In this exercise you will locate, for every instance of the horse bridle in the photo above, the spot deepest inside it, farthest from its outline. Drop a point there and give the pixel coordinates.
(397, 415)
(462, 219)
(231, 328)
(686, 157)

◆ **TASK STATEMENT**
Repeat the material word for word.

◆ **WRITTEN ANSWER**
In this exercise you will locate, for every instance of the horse bridle in the photo above, the spot deepest inside it, farthest from its outline. Drop a point there and give the pixel coordinates.
(397, 415)
(462, 219)
(231, 328)
(686, 157)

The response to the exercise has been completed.